EXCERPT PROVIDED:
———

The Fourth Crusade, incited by Pope Innocent III., three years after, terminated with divisions among the States of Christendom, without weakening the power of the Saracens (1202-4).

Among other expeditions was one called the "Children's Crusade" (1212), a wretched, fanatical misery, resulting in the enslavement of many and the death of thousands by shipwreck and exposure.

The Fifth Crusade, commanded by the Emperor Frederic II. of Germany (1228-9), was diverted altogether from the main object, and spent its force on Constantinople. That city was taken, but the Holy Land was not delivered. The Byzantine Empire was then in the last stages of decrepitude, or its capital would not have fallen, as it did, from a naval attack made by the Venetians, and in revenge for the treacheries and injuries of the Greek emperors to former crusaders. This, instead of weakening the Mussulmans, broke down the chief obstacle to their entrance into Europe shortly afterward.

The Sixth Crusade (1248-50) only secured the capture of Damietta, on the banks of the Nile.

The Seventh and last of these miserable wars was the most unfortunate of all, A. D. 1270. The saintly monarch of France perished, with most of his forces, on the coast of Africa, and the ruins of Carthage were the only conquest which was made. Europe now fairly sickened over the losses and misfortunes and defeats of nearly two centuries, during which five millions are supposed to have lost their lives. Famine and pestilence destroyed more than the sword. Before disheartened Europe could again rally, the last strongholds of the Christians were wrested away by the Mohammedans; and their gallant but unsuccessful defenders were treated with every inhumanity, and barbarously murdered in spite of truces and treaties.

———

JOB 1: In the passage on the Crusades, what did the Sixth Crusade capture?
JOB 2: Resume the account of the Crusades after its final sentence.

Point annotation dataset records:
———

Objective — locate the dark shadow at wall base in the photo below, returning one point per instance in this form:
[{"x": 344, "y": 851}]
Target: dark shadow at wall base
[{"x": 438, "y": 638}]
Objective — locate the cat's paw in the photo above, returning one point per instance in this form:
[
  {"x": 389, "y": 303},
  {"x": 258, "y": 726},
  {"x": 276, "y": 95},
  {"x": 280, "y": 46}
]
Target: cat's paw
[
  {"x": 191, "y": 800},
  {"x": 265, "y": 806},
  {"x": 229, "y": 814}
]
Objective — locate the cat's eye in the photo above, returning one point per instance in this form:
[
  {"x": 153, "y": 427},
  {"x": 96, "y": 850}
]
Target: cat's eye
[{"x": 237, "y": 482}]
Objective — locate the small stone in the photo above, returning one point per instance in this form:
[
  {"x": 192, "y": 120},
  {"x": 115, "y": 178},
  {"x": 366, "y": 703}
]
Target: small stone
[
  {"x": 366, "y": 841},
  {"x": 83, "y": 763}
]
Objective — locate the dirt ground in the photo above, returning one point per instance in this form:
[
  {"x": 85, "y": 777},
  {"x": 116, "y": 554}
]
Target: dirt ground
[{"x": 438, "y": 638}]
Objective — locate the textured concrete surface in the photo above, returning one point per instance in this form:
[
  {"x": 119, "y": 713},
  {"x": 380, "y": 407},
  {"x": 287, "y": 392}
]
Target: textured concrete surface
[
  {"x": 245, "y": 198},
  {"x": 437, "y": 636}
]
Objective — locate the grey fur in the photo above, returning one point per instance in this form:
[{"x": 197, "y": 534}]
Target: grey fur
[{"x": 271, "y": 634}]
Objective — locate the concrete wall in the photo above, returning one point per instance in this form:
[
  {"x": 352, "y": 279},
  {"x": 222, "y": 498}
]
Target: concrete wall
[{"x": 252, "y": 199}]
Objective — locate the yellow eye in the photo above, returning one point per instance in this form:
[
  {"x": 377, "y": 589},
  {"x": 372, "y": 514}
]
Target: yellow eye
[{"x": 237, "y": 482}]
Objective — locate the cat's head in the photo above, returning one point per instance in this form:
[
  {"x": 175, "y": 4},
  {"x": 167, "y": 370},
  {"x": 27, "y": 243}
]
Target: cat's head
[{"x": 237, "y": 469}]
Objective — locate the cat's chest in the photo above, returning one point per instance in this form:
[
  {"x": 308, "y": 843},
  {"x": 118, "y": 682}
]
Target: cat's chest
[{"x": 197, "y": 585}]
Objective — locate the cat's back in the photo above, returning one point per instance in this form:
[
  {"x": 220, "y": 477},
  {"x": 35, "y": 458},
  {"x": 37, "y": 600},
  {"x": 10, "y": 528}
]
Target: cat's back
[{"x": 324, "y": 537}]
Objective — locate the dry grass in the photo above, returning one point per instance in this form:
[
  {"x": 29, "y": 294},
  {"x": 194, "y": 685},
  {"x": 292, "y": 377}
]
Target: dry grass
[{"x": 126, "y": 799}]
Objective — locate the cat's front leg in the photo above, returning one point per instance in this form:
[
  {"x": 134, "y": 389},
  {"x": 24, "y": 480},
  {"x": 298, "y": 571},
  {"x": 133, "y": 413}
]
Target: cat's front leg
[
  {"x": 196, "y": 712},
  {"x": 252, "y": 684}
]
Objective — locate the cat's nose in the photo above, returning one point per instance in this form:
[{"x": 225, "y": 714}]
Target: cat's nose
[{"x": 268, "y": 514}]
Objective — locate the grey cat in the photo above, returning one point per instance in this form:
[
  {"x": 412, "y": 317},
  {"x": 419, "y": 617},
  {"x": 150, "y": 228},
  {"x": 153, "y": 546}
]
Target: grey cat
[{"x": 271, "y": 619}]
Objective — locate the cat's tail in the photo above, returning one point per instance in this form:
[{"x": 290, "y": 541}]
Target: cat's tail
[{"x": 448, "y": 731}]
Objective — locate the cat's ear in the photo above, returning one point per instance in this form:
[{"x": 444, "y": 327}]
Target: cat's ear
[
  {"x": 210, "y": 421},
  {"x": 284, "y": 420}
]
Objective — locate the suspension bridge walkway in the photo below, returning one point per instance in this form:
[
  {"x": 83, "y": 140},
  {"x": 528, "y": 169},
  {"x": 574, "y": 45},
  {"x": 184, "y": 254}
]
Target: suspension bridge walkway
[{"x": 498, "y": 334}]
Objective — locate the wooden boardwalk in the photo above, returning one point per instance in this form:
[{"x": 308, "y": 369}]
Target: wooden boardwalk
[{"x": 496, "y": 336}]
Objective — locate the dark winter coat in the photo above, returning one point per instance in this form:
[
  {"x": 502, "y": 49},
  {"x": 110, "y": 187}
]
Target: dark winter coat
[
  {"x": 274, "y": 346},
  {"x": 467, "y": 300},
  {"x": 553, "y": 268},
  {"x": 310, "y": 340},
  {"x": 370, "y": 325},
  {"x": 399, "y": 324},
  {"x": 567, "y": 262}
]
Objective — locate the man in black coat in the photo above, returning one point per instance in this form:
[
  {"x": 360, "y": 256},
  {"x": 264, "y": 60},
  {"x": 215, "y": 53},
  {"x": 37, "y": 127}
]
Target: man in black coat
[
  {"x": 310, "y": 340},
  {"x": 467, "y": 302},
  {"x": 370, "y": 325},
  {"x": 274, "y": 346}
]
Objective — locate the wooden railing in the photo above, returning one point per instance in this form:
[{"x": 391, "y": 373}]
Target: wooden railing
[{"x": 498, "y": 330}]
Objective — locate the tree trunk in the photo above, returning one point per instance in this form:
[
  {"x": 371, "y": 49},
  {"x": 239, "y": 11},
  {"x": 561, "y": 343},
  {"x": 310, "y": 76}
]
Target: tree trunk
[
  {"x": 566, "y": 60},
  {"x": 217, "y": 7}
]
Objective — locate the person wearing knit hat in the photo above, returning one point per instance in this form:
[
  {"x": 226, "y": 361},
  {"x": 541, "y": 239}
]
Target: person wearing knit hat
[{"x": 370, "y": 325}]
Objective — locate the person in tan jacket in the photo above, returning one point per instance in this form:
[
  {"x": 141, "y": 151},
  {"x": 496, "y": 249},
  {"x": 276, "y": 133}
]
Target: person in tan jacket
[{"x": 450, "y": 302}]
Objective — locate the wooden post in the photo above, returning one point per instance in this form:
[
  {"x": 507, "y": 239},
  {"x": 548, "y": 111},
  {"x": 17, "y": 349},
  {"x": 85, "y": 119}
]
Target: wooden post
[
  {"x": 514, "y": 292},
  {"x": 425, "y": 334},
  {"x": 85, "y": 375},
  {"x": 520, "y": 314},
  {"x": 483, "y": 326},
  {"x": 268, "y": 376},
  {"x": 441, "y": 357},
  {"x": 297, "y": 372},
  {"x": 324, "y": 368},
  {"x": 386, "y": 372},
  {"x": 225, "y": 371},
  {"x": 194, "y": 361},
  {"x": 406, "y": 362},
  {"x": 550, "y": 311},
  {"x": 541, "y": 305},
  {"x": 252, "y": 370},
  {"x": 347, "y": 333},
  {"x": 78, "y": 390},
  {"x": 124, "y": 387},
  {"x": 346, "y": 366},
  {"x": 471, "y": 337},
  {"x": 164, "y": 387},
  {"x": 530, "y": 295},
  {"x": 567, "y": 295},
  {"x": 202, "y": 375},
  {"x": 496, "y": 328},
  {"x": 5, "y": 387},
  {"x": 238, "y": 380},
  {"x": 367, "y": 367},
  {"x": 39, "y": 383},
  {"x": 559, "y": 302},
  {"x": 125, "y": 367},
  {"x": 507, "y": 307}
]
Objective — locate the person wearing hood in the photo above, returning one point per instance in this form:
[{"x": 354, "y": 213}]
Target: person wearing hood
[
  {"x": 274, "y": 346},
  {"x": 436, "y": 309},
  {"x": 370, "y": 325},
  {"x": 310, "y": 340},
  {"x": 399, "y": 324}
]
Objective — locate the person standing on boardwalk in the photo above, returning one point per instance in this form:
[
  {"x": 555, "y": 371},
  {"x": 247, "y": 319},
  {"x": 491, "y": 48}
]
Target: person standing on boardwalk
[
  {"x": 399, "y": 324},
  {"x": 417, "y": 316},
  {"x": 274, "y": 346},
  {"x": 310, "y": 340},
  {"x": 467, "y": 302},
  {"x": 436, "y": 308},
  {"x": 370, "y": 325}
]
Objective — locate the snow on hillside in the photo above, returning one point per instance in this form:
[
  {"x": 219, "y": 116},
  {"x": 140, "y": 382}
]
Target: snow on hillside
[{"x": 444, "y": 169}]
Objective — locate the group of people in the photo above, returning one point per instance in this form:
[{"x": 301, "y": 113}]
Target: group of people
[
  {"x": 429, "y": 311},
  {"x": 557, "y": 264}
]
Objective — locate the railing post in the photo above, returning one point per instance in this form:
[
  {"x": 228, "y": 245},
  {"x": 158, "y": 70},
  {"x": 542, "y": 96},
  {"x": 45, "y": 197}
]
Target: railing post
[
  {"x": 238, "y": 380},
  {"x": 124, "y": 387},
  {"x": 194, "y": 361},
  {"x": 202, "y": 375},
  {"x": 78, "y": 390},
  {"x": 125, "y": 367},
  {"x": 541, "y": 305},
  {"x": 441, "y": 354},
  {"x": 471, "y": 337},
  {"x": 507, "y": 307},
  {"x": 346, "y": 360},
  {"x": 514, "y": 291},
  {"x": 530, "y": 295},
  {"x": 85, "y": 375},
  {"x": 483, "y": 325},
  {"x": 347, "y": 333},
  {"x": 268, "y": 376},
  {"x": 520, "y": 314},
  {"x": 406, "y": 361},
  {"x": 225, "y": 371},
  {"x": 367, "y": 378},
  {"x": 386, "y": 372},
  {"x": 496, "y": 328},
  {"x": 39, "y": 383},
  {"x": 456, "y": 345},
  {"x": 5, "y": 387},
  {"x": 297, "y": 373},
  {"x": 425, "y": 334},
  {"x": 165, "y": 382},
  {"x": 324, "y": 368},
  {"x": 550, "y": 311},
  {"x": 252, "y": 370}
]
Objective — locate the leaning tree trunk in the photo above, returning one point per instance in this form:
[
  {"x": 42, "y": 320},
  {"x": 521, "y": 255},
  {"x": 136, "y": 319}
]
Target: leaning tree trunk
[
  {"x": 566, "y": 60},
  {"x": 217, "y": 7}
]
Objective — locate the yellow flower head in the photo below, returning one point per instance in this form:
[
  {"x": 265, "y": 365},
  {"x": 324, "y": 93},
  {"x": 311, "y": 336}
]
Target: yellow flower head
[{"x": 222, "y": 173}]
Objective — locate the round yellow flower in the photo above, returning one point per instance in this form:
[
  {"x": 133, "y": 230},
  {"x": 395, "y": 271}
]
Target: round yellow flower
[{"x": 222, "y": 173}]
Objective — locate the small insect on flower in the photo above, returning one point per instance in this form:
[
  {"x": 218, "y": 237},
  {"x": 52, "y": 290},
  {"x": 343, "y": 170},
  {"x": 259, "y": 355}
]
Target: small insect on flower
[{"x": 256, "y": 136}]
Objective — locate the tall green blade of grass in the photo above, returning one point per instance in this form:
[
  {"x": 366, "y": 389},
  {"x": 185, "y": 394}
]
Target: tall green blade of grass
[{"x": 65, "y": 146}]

———

ANSWER 1: Damietta, on the banks of the Nile.

ANSWER 2:
Such were the famous Crusades, only the main facts of which I allude to; for to describe them all, or even the more notable incidents, would fill volumes,—all interesting to be read in detail by those who have leisure; all marked by prodigious personal valor; all disgraceful for the want of unity of action and the absence of real generalship. They indicate the enormous waste of forces which characterizes nations in their progress. This waste of energies is one of the great facts of all history, surpassed only by the apparent waste of the forces of nature or the fruits of the earth, in the transition period between the time when men roamed in forests and the time when they cultivated the land. See what a vast destruction there has been of animals by each other; what a waste of plants and vegetables, when they could not be utilized. Why should man escape the universal waste, when reason is ignored or misdirected? Of what use or value could Palestine have been to Europeans in the Middle Ages? Of what use can any country be to conquerors, when it cannot be civilized or made to contribute to their wants? Europe then had no need of Asia, and that perhaps is the reason why Europe then could not conquer Asia. Providence interfered, and rebuked the mad passions which animated the invaders, and swept them all away. Were Palestine really needed by Europe, it could be wrested from the Turks with less effort than was made by the feeblest of the crusaders. Constantinople—the most magnificent site for a central power—was indeed wrested from the Greek emperors, and kept one hundred years; but the Europeans did not know what to do with the splendid prize, and it was given to the Turks, who made it the capital of a vital empire. All the good which resulted to Europe from the temporary possession of Constantinople was the introduction into Europe of Grecian literature and art. Its political and mercantile importance was not appreciated, nor then even scarcely needed. It will one day become again the spoil of that nation which can most be benefited by it. Such is the course events are made to take.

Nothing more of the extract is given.